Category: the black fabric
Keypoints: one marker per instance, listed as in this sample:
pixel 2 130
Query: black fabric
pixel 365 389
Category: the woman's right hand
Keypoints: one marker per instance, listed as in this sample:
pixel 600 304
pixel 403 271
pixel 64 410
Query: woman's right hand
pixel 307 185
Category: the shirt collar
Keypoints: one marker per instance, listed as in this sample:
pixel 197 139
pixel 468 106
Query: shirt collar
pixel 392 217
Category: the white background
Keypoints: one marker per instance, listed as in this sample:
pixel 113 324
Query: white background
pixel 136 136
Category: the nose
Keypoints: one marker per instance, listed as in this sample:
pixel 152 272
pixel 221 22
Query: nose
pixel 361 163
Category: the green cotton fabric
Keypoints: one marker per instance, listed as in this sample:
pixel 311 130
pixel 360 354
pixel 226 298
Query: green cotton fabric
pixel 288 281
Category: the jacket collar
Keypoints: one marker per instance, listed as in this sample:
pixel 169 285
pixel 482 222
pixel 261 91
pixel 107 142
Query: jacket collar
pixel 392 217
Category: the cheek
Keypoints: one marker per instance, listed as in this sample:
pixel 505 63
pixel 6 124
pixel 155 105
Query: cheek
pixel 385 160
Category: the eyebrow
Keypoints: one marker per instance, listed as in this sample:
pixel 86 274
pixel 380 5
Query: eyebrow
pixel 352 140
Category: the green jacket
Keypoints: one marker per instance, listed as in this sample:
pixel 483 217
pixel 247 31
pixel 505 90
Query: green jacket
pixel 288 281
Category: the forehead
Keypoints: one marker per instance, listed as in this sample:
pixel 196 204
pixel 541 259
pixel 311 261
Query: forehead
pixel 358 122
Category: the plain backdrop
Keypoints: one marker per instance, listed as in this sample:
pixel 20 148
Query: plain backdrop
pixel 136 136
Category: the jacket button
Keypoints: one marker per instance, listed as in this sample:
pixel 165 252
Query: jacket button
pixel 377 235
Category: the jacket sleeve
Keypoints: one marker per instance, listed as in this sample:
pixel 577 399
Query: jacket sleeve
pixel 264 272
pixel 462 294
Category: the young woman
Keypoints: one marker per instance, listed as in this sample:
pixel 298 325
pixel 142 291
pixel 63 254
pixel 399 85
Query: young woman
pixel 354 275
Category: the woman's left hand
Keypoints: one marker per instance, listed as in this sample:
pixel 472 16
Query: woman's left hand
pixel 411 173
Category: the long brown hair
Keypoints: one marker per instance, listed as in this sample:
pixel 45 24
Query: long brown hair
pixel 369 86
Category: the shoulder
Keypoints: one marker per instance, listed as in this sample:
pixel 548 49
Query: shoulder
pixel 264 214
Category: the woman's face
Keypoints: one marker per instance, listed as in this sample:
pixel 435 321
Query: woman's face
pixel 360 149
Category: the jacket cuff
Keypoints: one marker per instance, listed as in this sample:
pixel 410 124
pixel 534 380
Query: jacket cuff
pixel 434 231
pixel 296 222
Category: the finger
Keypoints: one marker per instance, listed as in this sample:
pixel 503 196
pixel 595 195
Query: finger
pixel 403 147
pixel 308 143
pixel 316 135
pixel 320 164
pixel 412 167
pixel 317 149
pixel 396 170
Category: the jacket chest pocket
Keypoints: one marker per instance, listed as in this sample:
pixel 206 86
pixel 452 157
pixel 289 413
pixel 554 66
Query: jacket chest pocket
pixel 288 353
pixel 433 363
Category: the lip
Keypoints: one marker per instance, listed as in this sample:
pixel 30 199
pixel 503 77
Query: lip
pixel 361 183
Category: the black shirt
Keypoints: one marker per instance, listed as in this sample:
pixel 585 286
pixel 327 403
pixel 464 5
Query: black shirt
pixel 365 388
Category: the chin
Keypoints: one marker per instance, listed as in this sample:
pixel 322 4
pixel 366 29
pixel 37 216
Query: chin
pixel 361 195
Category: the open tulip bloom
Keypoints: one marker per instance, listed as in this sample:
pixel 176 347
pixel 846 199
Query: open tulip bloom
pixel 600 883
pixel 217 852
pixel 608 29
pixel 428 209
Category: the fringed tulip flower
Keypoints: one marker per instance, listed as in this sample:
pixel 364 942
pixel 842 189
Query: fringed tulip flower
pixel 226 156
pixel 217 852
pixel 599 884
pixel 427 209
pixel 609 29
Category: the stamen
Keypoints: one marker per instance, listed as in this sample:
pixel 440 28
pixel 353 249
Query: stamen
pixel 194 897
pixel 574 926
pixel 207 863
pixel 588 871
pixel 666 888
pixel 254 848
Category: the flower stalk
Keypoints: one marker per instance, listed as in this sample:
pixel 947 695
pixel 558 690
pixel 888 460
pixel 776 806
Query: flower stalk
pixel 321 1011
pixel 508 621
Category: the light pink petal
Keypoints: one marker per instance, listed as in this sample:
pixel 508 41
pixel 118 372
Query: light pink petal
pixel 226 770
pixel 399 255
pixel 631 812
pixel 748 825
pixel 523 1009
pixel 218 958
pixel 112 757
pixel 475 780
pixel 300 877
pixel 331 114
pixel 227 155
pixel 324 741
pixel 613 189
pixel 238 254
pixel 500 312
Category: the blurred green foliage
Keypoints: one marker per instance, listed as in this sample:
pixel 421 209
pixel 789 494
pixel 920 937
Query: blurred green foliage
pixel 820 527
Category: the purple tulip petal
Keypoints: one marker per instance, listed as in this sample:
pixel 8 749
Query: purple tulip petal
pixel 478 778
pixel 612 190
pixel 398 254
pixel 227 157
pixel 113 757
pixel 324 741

**Task directions**
Rewrite all of the rows above, replacing each occurrence of "Query" with "Target" and leaving everything else unchanged.

**Written response**
Category: the black fabric
Keypoints: one marker per instance, listed as in this sample:
pixel 2 130
Target: black fabric
pixel 365 389
Category: the woman's right hand
Keypoints: one marker per instance, listed as in this sample:
pixel 600 304
pixel 403 271
pixel 64 410
Target: woman's right hand
pixel 307 185
Category: the shirt collar
Keypoints: one marker per instance, listed as in this sample:
pixel 197 139
pixel 468 106
Target: shirt collar
pixel 392 217
Category: the white background
Keypoints: one marker per instance, listed as in this sample:
pixel 113 324
Target: white background
pixel 136 136
Category: the nose
Keypoints: one marker per instance, listed as in this sample:
pixel 152 272
pixel 221 22
Target: nose
pixel 361 163
Category: the green cotton fabric
Keypoints: one marker per instance, listed as in this sample:
pixel 311 130
pixel 360 354
pixel 226 298
Target: green cotton fabric
pixel 288 281
Category: the jacket collar
Keypoints: one marker per instance, listed as in this sample:
pixel 169 285
pixel 482 222
pixel 261 91
pixel 107 142
Target: jacket collar
pixel 392 217
Category: the cheek
Keypoints: one marker per instance, listed as in this sample:
pixel 505 63
pixel 6 124
pixel 155 105
Target: cheek
pixel 385 160
Category: the eyebrow
Keypoints: one marker per instance, listed as in this sample:
pixel 86 274
pixel 380 5
Target: eyebrow
pixel 352 140
Category: the green jacket
Keypoints: one marker per instance, listed as in this sample:
pixel 483 217
pixel 247 31
pixel 505 90
Target: green jacket
pixel 288 281
Category: the forehead
Keypoints: one marker per instance, listed as in this sample:
pixel 196 204
pixel 541 259
pixel 311 261
Target: forehead
pixel 358 122
Category: the plain backdrop
Keypoints: one marker per instance, listed as in this sample:
pixel 20 148
Target: plain backdrop
pixel 136 136
Category: the jacket button
Keypoints: one marker per instance, listed as in this sample:
pixel 165 252
Target: jacket button
pixel 377 235
Category: the jacket sleeve
Keypoints: one marker per instance, listed as in this sample:
pixel 577 399
Target: jacket sleeve
pixel 264 272
pixel 462 294
Category: the young woman
Keypoints: one marker per instance, listed as in this sample:
pixel 298 325
pixel 142 291
pixel 63 254
pixel 399 85
Target: young woman
pixel 354 275
Category: the woman's left hand
Keypoints: one marker per instance, listed as in this sample:
pixel 472 16
Target: woman's left hand
pixel 411 173
Category: the long brown hair
Keypoints: one marker per instance, listed as in this sample:
pixel 45 24
Target: long brown hair
pixel 369 86
Category: the shoulder
Keypoints: one marker per instance, listed as in this sample:
pixel 548 49
Target: shoulder
pixel 264 214
Category: the woman's face
Keypoints: one marker per instance, listed as in this sample:
pixel 435 321
Target: woman's face
pixel 360 149
Category: the jacket cuff
Keypoints: one marker per instance, listed as in this sample:
pixel 410 124
pixel 534 380
Target: jacket cuff
pixel 434 231
pixel 296 222
Category: the finger
Keypoints: one marker per instance, listed as in this sample:
pixel 503 196
pixel 595 195
Target: finger
pixel 403 147
pixel 308 143
pixel 316 135
pixel 320 164
pixel 412 167
pixel 317 149
pixel 396 170
Category: the jacket chest pocket
Keypoints: one marker per instance, listed as in this sample:
pixel 206 86
pixel 452 157
pixel 289 413
pixel 554 66
Target: jacket chest pocket
pixel 288 353
pixel 433 363
Category: the lip
Keypoints: one marker per instance, listed as in this sample:
pixel 30 199
pixel 503 77
Target: lip
pixel 361 183
Category: the black shirt
Keypoints: one marker per instance, listed as in this sample:
pixel 585 286
pixel 327 403
pixel 464 5
Target: black shirt
pixel 365 388
Category: the chin
Keypoints: one marker per instance, listed as in this sample:
pixel 322 4
pixel 366 29
pixel 37 216
Target: chin
pixel 361 195
Category: the open tulip bloom
Keypoints: one marker per instance, listed as in this sample:
pixel 176 347
pixel 846 199
Target: open tulip bloom
pixel 600 883
pixel 217 852
pixel 608 29
pixel 428 209
Category: the fringed tulip flower
Keypoints: one marker per instance, listed as in this sample:
pixel 364 942
pixel 842 189
Target: fringed tulip flower
pixel 226 156
pixel 217 852
pixel 599 884
pixel 427 209
pixel 609 29
Category: the stamen
Keypoints: one marker per instance, listed as in this sample:
pixel 440 28
pixel 353 249
Target: stamen
pixel 194 897
pixel 574 926
pixel 207 863
pixel 588 871
pixel 666 888
pixel 254 848
Category: the flower stalk
Keypoints: one marker per instance, listed as in this sample:
pixel 947 695
pixel 558 690
pixel 888 460
pixel 776 806
Target: flower stalk
pixel 321 1011
pixel 508 621
Category: the light pink petal
Keypoints: one marker per instance, listed as in this sample:
pixel 508 41
pixel 118 372
Target: light pink petal
pixel 226 770
pixel 399 255
pixel 631 812
pixel 748 825
pixel 523 1009
pixel 218 958
pixel 112 757
pixel 475 780
pixel 300 877
pixel 331 114
pixel 227 155
pixel 324 741
pixel 613 189
pixel 238 254
pixel 500 312
Category: the blurred green foliage
Keypoints: one marker per instance, listed as in this sample:
pixel 421 209
pixel 789 494
pixel 920 937
Target: blurred green foliage
pixel 820 527
Category: the purple tulip petal
Keypoints: one marker per instance, listed as in this sample:
pixel 8 749
Target: purple tulip petal
pixel 478 778
pixel 612 190
pixel 398 254
pixel 227 157
pixel 113 757
pixel 324 741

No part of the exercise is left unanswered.